++++ ENTRIES SHOWN ++++
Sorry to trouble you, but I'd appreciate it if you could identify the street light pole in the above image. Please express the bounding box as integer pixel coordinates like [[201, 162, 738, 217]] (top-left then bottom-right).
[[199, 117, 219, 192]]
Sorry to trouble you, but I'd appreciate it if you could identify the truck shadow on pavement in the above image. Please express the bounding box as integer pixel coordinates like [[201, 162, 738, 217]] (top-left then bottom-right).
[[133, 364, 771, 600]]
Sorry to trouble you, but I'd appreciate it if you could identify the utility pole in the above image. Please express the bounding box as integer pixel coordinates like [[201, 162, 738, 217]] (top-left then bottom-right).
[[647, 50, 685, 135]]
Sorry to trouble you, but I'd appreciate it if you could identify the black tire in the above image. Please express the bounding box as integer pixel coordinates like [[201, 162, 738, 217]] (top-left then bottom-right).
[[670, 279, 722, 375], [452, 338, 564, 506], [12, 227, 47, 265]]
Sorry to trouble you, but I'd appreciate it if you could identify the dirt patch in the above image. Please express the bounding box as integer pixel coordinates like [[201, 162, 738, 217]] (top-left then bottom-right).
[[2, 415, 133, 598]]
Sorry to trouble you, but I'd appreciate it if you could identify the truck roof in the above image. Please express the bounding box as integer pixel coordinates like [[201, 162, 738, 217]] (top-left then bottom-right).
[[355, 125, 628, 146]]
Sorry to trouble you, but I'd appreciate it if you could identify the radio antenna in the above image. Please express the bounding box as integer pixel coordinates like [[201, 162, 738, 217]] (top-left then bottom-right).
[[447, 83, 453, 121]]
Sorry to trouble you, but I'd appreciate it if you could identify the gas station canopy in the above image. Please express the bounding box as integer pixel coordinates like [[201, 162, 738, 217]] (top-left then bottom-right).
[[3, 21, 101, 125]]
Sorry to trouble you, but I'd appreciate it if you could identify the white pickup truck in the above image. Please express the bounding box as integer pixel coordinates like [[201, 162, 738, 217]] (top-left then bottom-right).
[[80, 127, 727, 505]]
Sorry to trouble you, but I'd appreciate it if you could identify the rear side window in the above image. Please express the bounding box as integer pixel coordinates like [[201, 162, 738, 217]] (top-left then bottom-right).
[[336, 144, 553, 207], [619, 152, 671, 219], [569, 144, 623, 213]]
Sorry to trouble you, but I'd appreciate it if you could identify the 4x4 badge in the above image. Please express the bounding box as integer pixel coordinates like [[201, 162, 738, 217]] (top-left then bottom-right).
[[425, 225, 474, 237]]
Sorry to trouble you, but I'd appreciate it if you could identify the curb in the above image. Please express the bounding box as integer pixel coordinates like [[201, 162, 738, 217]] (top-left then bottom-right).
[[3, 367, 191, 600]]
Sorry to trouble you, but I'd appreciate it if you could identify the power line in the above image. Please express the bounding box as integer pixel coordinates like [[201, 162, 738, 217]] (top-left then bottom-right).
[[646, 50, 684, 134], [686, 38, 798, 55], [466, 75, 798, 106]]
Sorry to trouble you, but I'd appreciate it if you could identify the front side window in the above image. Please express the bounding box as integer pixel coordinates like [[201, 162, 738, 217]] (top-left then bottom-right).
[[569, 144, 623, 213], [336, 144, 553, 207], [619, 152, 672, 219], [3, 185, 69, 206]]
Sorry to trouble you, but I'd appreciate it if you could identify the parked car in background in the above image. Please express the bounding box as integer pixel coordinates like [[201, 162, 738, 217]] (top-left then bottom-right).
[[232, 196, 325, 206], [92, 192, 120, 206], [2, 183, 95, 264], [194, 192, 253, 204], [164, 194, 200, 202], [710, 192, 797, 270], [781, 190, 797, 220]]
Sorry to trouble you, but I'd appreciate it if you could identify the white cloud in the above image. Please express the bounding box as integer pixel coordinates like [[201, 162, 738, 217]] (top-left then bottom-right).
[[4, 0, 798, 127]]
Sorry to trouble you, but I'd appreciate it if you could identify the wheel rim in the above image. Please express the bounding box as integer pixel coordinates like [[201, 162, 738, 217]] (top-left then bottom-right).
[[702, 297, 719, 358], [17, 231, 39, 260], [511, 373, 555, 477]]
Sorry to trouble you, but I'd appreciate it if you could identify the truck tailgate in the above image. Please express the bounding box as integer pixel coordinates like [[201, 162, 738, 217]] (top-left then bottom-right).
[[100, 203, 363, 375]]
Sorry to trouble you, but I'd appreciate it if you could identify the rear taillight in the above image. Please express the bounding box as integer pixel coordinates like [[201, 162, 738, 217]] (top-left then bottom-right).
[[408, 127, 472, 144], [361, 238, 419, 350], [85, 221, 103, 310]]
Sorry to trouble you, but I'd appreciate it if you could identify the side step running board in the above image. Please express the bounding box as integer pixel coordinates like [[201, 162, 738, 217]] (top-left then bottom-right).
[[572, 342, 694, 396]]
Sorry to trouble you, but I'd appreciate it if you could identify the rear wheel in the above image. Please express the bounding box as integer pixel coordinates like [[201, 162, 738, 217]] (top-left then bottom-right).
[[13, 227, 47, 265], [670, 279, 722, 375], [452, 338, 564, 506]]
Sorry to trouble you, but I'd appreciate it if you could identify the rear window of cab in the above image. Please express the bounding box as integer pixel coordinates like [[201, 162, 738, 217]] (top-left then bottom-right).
++++
● **TASK TO COMPLETE**
Please swap "identify" for "locate" everywhere it appears in the listing above, keeping everything else the same.

● **OUTPUT OF THE TASK**
Sorry to trouble you, but I'd appreciate it if you could locate the street light pole in the above image. Please express the bounding box as integer pixel coordinates like [[201, 162, 738, 217]] (top-left then bottom-right).
[[199, 117, 219, 192]]
Sorry to trouble you, but I'd appreciate it if you could locate the truck shadow on pavement in the above image. Please express the bounding box as integer pixel coordinates like [[201, 162, 738, 217]] (top-left then bottom-right).
[[133, 364, 771, 600]]
Sorry to trouble you, but I'd appreciate it if you could locate the utility pole in the above image. Please express the bounding box as integer pixel coordinates like [[201, 162, 738, 217]] (top-left then bottom-right).
[[647, 50, 685, 135]]
Sorry to trouble you, but I'd appreciate it if you could locate the black tire in the above image. Please express the bounding box as integer pixel coordinates like [[201, 162, 738, 217]] (top-left then bottom-right).
[[670, 279, 722, 375], [452, 338, 564, 506], [12, 227, 47, 265]]
Sorry to trouble you, but I'd appreciate it if you could locate the dirt patch in the above image. Please express the bounding box as integer pixel coordinates like [[201, 162, 738, 217]] (top-left then bottom-right).
[[2, 415, 133, 598]]
Sorry to trouble you, but I'd appreciate it if you could locate the truck roof in the above image. Please express the bounding box as integer pixel coordinates like [[201, 162, 738, 217]] (top-left then bottom-right).
[[355, 125, 628, 146]]
Sorry to trouble you, but I'd appreciate it if you could locate the radio antenna in the above image. Please express the bounding box as integer pixel coordinates like [[201, 162, 738, 217]] (top-left then bottom-right).
[[447, 83, 453, 121]]
Sorry to trouble you, but I'd appreciate it if you could locate the gas station canopy in the above image. Please express the bounding box as integer pixel coordinates like [[201, 162, 738, 217]] (top-left then bottom-right).
[[3, 21, 101, 125]]
Sorry to trouble you, but I'd appreciate it if you could locate the white pickup truck in the above image. Please express the bounding box as integer pixel coordinates like [[201, 162, 738, 217]] (top-left then bottom-right).
[[80, 127, 727, 505]]
Sorry to trouble you, but I'd appreciate it if you could locate the rear side window in the above image. Please express the bounding box as integer pixel coordinates like [[201, 162, 738, 217]] (top-left then bottom-right).
[[336, 144, 553, 207], [619, 152, 671, 219], [569, 144, 623, 213]]
Sorry to trouble you, but I'd appreciate it if you could locate the 4x4 badge in the above image. Please express the bounding box as integer pixel coordinates like [[201, 162, 738, 217]] (top-left then bottom-right).
[[425, 225, 474, 237]]
Sorry to trouble you, but I'd appreciate it if you could locate the curb in the above image. Please express the bounding box as integer pixel coordinates like [[201, 162, 738, 217]] (top-left then bottom-right).
[[3, 367, 191, 600]]
Sorry to trouble you, but I'd appreciate it if you could locate the power line in the above image. Please express the bounding box as integer pixel coordinates like [[201, 162, 738, 217]] (top-left then bottom-right).
[[646, 50, 684, 134], [686, 38, 798, 55], [466, 75, 798, 106]]
Sorry to trouble you, but I'd appreciate it if you could locate the front side window in the above image. Please express the bounding box as integer pixel coordinates like [[201, 162, 738, 217]] (top-left then bottom-right).
[[569, 144, 623, 213], [336, 144, 553, 207], [619, 152, 672, 219], [3, 185, 69, 206]]
Sorry to trouble you, but I'd appreciate it if you could locate the parked car in background in the above image. Please express the bounding box as integer pixel coordinates like [[201, 162, 738, 217]] (top-left then bottom-right).
[[232, 196, 325, 206], [92, 192, 120, 206], [2, 183, 95, 264], [194, 192, 253, 204], [164, 194, 200, 202], [710, 192, 797, 270], [781, 190, 797, 220]]
Sorry to trouble you, but I'd appreciate it if you could locate the white cloud in the above image. Please express the bounding box as integer pixel coordinates like [[201, 162, 738, 217]] (top-left then bottom-right).
[[4, 0, 798, 127]]
Sorry to trouble you, but I'd appreciate it if you could locate the wheel rim in the above image. Please express the bounding box as integer pixel coordinates like [[201, 162, 738, 217]] (top-left then bottom-right).
[[702, 297, 719, 358], [17, 231, 39, 260], [511, 373, 555, 477]]
Sorry to trouble you, but I'd appreciate it if you could locate the truck tailgate in the above image. Please express the bounding box as integer pixel coordinates like [[201, 162, 738, 217]] (top-left then bottom-right).
[[100, 203, 363, 375]]
Sorry to trouble you, but I'd appreciate it if you could locate the rear taillight in the above image. Please express the bounding box as integer pixel coordinates like [[201, 162, 738, 217]] (top-left then bottom-right).
[[408, 127, 472, 144], [361, 238, 419, 350], [85, 221, 103, 310]]
Sorry to trouble you, but I'd appreciate it if you could locate the side step running board in the above image. Please express the bounding box as integer pixel coordinates like [[201, 162, 738, 217]] (top-left then bottom-right).
[[572, 342, 694, 396]]
Sorry to trouble you, but I'd appreciate it if you could locate the rear wheel in the above image. Please express the bounding box as integer pixel coordinates like [[201, 162, 738, 217]] (top-left then bottom-right).
[[13, 227, 47, 265], [670, 279, 722, 375], [452, 338, 564, 506]]
Sorry to trouble you, but I'd appreciate it if you could locate the rear window of cab in the above image. Please express the bounding box as integer pixel coordinates like [[201, 162, 738, 217]] (top-left then bottom-right).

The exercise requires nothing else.